(Фрагмент документа)
· · ·

И в самом деле, как осмеливался Игнасио толковать о пороке и о добродетели, не имея ни дозволения на то, ни звания, ни ученых степеней? А Дон Кихоту кто дозволил пойти в странствующие рыцари и по какому праву совался он вершить справедливость и искоренять кривду, чего не делали важного вида священники, хотя и получали жалованье за то, чтобы делать именно это? Ни викарий саламанкского монастыря Святого Стефана, ни важного вида священник, духовник герцогской четы, не могли потерпеть, чтобы кто‑то выходил за рамки, предписанные обществом. И в самом деле, о каком порядке может идти речь, если каждый не будет печься и радеть лишь о том, что от него требуется, но не более того? Разумеется, в таком случае ни о каком прогрессе и речи быть не может, но ведь прогресс — источник и начало множества бед. Сказано же: знай портной свой аршин, чеботарь свою колодку! Лойоле следовало держаться того поприща, для коего предназначили его родители, или по крайней мере не соваться в проповедники, пока не доучится до степени доктора богословия; а Дон Кихот должен был жениться на Альдонсе Лоренсо, пестовать детей и печься о своем имении.157 Оба важных священнослужителя, и духовник герцогской четы, и викарий саламанкского монастыря Святого Стефана, были предшественниками того автора, который написал в Катехизисе: «Об этом не спрашивайте у меня, неученого; у Святой нашей Матери Церкви есть доктора–богословы, они вам ответят».158
«Хорошо же идут у нас дела, — как сказал викарий из Саламанки, — в мире нашем полно заблуждений, что ни день, появляются новые ереси и вредоносные учения, а вы не желаете открыть нам, чему, собственно, учите…». И в самом деле, отменно пойдут у нас дела, если всякий начнет творить, что ему вздумается, тот — вершить справедливость, а этот — проповедовать, один — разить мельницы, а другой — основывать Общества. А ну‑ка, все в наезженную колею, все в колею! Только в наезженной колее — порядок! А самое потрясающее, что таково ныне учение тех, кто именует себя сынами человека, встретившего вышеописанный прием в монастыре Святого Стефана, и наследниками его духа.

· · ·

(Исходный перечень)
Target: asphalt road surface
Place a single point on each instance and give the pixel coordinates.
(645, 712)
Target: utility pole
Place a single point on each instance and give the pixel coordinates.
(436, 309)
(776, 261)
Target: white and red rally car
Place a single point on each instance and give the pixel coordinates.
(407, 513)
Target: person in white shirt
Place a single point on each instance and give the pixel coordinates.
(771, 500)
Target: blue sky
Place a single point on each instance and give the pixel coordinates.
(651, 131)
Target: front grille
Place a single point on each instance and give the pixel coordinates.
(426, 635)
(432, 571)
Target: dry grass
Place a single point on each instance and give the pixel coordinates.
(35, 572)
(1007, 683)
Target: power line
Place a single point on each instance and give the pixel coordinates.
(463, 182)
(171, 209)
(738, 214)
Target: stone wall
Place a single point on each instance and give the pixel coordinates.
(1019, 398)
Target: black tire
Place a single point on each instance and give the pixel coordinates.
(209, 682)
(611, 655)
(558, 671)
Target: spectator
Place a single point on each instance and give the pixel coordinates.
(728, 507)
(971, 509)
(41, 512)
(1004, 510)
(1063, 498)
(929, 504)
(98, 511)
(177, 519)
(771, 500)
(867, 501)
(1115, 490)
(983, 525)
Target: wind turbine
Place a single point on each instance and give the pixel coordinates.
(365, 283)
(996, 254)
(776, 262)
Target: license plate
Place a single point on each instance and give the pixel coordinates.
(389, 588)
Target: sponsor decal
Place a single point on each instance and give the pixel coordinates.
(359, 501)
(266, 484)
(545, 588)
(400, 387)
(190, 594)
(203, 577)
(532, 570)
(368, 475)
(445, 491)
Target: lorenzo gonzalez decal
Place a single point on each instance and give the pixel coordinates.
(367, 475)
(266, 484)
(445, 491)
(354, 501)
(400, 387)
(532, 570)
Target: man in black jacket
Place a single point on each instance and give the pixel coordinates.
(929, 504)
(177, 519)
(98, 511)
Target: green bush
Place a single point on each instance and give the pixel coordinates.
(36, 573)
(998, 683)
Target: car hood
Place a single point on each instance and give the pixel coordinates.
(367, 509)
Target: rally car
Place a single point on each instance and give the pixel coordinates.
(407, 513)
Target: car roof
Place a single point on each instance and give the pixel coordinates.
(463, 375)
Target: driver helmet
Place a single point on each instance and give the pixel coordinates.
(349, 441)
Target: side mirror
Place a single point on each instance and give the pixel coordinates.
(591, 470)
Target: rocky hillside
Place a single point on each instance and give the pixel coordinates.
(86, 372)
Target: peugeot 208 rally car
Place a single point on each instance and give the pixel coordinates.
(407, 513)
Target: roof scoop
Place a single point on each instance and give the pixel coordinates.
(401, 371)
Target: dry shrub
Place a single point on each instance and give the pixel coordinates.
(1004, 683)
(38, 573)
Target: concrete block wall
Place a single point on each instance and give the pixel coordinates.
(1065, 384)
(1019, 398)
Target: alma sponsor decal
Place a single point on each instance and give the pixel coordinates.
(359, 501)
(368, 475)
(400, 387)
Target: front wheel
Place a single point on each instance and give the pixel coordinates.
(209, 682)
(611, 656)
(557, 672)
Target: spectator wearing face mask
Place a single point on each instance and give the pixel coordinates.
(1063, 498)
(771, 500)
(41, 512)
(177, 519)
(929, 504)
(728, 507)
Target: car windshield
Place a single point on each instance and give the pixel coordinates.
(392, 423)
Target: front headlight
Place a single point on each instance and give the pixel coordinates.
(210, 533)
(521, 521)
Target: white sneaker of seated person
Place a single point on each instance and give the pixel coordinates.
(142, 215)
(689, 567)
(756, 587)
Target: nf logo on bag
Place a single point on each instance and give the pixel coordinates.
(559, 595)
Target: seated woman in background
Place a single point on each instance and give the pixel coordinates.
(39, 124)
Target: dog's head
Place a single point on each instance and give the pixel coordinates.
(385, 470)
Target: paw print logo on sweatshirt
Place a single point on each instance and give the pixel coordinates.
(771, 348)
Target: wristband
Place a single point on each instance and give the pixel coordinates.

· · ·

(Что сделать)
• A. Как перевести на английский язык это предложение из фрагмента документа: «Разумеется, в таком случае ни о каком прогрессе и речи быть не может, но ведь прогресс — источник и начало множества бед.»?
• B. Ответьте по фрагменту документа:
(i) На ком, по словам текста, должен был жениться Дон Кихот?
(ii) Викарием какого монастыря назван один из священнослужителей?
(iii) Чего, по словам викария из Саламанки, полно в мире?

(Решения)
• A. Of course, in that case there can be no talk of any progress at all, but then progress is the source and beginning of a great many troubles.

• B.
(i) На Альдонсе Лоренсо.
(ii) Саламанкского монастыря Святого Стефана.
(iii) Заблуждений.